Coney Island Amusement Park Reopening This Friday After Long Pandemic Shutdown

After the pandemic turned off the lights and shut down the cotton candy machines in Coney Island for 18 months, it was announced on Monday that the beloved amusement parks will finally reopen to the public this Friday.

Starting April 9th, Deno’s Wonder Wheel Amusement Park and Luna Park in Coney Island will reopen for the first time since October 19th, 2019. Initially, it will reopen at 33% capacity, with guests mandated to socially distance, wear face coverings, get a temperature check, and purchase tickets ahead of their visit.

“2020 marked the first time in 100 years that the wheel has not spun,” said the Vourderis family, owners and operators of Deno’s Wonder Wheel Amusement Park since 1983. “While it was a devastating time for many, we are excited to welcome back guests and celebrate the life and passion of our parents and grandparents’ hard work who dedicated their lives to providing Coney Island with a warm welcoming amusement park on the Boardwalk.”

In addition to the Cyclone and Wonder Wheel, there are several new rides for children, including Circus Candy, Fire Patrol, Rainbowheel, AeroMax, Grand Prix, and Mini Mouse. The park is also unveiling “Phoenix,” a new steel suspended rollercoaster which will allow riders “to feel like they are soaring through the air at 34 MPH at heights of 68 feet.”

Lots of the classic boardwalk concession stands will be open immediately as well, including Coney Cones, Al Cavallino, La Famiglia Pizzeria, Nathan’s Famous, Paul’s Daughter, and Tom’s Coney Island. Ruby’s Bar and Grill and the Coney Island Brewery are ready for customers, as are Gargiulo’s Restaurant, IHOP, Nathan’s Famous, Pete’s Clam Stop, Surf City, Auntie Anne’s, Carvel, Cinnabon, IT’SUGAR, Lunatics Ice Cream, Red Mango, Starbucks, and Williams Candy.

The amusement park will be open on weekends through Memorial Day; then starting Memorial Day weekend, it will be open seven days a week.



Desolate streets and shuttered storefronts in Coney Island, August 2020

The Brooklyn Cyclones, who will mark their 20th anniversary season this year, play their home opener against the Hudson Valley Renegades on May 18th at 6:30 p.m. The stadium is allowed to have 20% capacity initially, and single-game tickets will start at $18 for the 2021 season and be available to purchase in the coming weeks.

“It will be over 600 days since our last game by the time we take the field on May 18th, so that by itself will be exciting for our entire organization,” said Cyclones Vice President Steve Cohen. “With our season now starting in May and running through mid-September will be able to have almost twice as many games and still provide the same family-friendly, affordable entertainment with great giveaways and fireworks shows that people have come to expect when they come to see the Cyclones play.” 

Not everything may be back this summer however—events such as the Mermaid Parade are still on hold, depending on whether the city and state adjust rules about large gatherings by mid-summer.

Back in April 2020, when they usually would have reopened for the season, Governor Andrew Cuomo ordered that all non-essential businesses remain closed as the pandemic took its toll on the city. Deno Vourderis, as well as Luna Park owner Alessandro Zamperla, believed the season could be salvaged after COVID-19 positivity rates kept declining during the summer, but they were never given the green light by the state, and the area turned into a “ghost town.”

Zamperla told Gothamist in September 2020 that Luna Park had not “generated $1 in revenue since October 2019.” As of January 2021, experts estimated that revenue losses during 2020 for the neighborhood are around $100 million.

2020 was also supposed to mark the 100th anniversary of the Wonder Wheel, and the decade anniversary of the opening of the new Luna Park.

□ □ □ □ □

WHAT NEEDS TO BE DONE -
According to the article on Coney Island's reopening, what is the name of the new steel suspended rollercoaster?

SOURCE INFORMATION -
□ □ □ □ □

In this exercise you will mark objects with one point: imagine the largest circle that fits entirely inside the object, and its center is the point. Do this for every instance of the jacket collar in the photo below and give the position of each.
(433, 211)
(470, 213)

□ □ □ □ □

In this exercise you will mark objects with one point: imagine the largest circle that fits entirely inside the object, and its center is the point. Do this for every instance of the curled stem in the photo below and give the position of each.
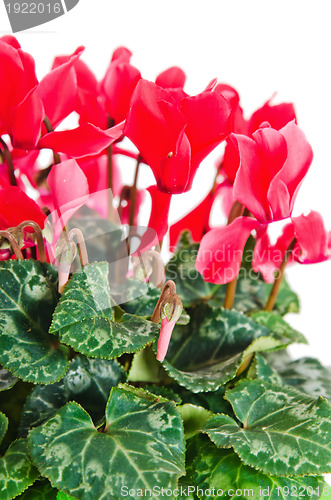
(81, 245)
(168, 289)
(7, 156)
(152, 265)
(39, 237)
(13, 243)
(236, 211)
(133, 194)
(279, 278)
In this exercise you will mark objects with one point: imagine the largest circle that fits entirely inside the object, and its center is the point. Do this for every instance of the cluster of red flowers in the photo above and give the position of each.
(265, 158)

□ □ □ □ □

TASK ANSWER -
Phoenix